Write out the entries again exactly as they are given.
DATA SUPPLIED below:
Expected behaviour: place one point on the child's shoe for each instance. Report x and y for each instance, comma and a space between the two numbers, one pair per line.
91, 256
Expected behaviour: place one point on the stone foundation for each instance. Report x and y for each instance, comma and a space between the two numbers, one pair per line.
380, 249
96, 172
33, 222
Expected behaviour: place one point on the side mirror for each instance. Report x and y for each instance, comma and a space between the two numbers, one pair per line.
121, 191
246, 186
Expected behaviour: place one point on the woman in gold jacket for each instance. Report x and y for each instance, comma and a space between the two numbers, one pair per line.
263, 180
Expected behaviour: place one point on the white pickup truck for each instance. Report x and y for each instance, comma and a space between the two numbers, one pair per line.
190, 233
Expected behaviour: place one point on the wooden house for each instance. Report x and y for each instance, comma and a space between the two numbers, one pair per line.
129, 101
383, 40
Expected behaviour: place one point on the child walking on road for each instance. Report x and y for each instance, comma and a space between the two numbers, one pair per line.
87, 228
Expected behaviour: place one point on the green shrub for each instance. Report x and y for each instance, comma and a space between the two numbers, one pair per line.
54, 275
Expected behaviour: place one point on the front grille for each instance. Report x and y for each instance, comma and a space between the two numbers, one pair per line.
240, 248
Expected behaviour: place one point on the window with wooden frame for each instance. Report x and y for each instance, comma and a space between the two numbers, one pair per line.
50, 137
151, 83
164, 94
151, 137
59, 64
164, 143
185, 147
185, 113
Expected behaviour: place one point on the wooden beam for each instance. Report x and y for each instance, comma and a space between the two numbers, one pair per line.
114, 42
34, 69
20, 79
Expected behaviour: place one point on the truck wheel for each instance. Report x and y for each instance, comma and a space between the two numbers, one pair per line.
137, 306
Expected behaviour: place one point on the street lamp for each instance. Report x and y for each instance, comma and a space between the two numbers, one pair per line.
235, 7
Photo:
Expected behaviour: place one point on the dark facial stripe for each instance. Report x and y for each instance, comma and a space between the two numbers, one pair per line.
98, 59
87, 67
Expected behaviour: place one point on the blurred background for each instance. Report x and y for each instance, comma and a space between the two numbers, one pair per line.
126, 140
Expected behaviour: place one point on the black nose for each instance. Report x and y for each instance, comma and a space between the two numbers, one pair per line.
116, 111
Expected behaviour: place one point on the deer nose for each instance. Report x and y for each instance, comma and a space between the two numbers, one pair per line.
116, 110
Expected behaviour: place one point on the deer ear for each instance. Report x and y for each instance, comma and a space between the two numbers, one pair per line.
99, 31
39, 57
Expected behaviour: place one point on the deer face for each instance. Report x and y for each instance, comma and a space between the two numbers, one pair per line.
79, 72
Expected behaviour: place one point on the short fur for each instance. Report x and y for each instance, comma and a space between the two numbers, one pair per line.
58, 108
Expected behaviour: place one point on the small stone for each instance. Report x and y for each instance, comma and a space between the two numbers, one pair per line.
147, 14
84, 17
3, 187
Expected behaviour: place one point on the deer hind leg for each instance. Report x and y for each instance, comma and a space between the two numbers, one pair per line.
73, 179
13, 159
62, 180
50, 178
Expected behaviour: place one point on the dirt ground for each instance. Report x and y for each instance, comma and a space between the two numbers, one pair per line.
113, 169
End of DATA SUPPLIED.
REPLY TO THE EXERCISE:
Expected behaviour: place one point on the child's shoe for each instance. Report x and y for each instance, comma and a space between the two numbers, one pair per line.
91, 256
Expected behaviour: place one point on the stone foundation for each instance. Report x and y for each instance, comma and a space between the two numbers, one pair per line.
380, 249
96, 172
33, 222
Expected behaviour: place one point on the side mirror for each instance. Report x and y for each instance, comma and a space between the two numbers, one pair per line.
121, 191
246, 186
Expected behaviour: place one point on the woman in gold jacket for each instance. Report x and y for each instance, comma and a space between the two numbers, one pair per line.
263, 180
Expected behaviour: place one point on the white pickup truck for each instance. Report x and y for each instance, comma and a space between the two numbers, one pair per line.
190, 233
Expected behaviour: place one point on the wooden house for each instance. Report x and y for each instance, comma and a space between the two numbers, one pair per line.
129, 101
383, 40
Expected behaviour: place one point on the child walking on road for each instance. Report x and y for each instance, comma and a space between the two numbers, one pair per line.
87, 228
Expected behaviour: place one point on the green shrub for each instance. Report x and y for each instance, comma and a space between the two numbers, one pair per line.
54, 275
Expected behaviour: place one point on the front grille for each instance. Report x and y for each instance, comma and a space between the two numbers, one pair per line.
240, 248
Expected behaviour: place one point on the window with wooden frame for each instance. Report x and y for each instance, comma and a space between the two numbers, one pair per line.
50, 137
151, 83
164, 94
151, 137
59, 64
164, 143
185, 147
185, 113
Expected behaviour: place one point on the wooden beam for each instance. Report x and y for each instance, comma and a space between the two numbers, one pair per line.
114, 42
34, 69
20, 79
Expected behaviour: place one point on the truck wheel for each instance. Report x and y for each instance, comma and a space between the two numbers, one pair per line.
137, 306
Expected behaviour: place one point on the street lamp for each instance. Report x and y for each instance, comma and a space between the two numbers, one pair per line.
235, 7
Photo:
Expected behaviour: place one point on the dark facial stripe for each instance. Report x and y for each instance, comma and a space between the two numbers, one pair per line.
98, 59
87, 67
Expected behaviour: place one point on the blurred background for each instance. Report x and y for each instance, comma and a space between the two numbers, one pair per line.
126, 140
Expected behaviour: place one point on the black nose for each instance. Report x and y for each instance, comma and a space between the two numbers, one pair per line.
116, 111
Expected behaviour: place one point on the deer nose for each instance. Report x and y for each instance, comma and a space between the two numbers, one pair per line.
116, 110
Expected behaviour: place one point on the deer ear for each instance. Report x and y for each instance, comma and a space between the two numbers, one pair per line.
99, 31
39, 57
Expected behaviour: place one point on the deer face for each instance. Report x and y for each instance, comma and a space between the two numbers, one pair per line.
79, 72
Expected behaviour: place one point on the short fur for each instance. Report x and y for each instance, comma and a space between the two numbers, one pair per line.
58, 108
Expected behaviour: place one point on the small stone for each instance. Report x and y for each instance, comma and a space between the two numbers, one pair per line.
147, 14
84, 17
3, 187
Expected behaviour: place one point on the deer hind leg for each instance. Report x and y for each instance, comma and a space between the two numbers, one pair per line.
73, 179
13, 159
62, 180
50, 178
Expected behaviour: place one point on the dirt ground for each instance. Report x and y for each instance, comma and a space between the two numbers, one pair per line.
113, 169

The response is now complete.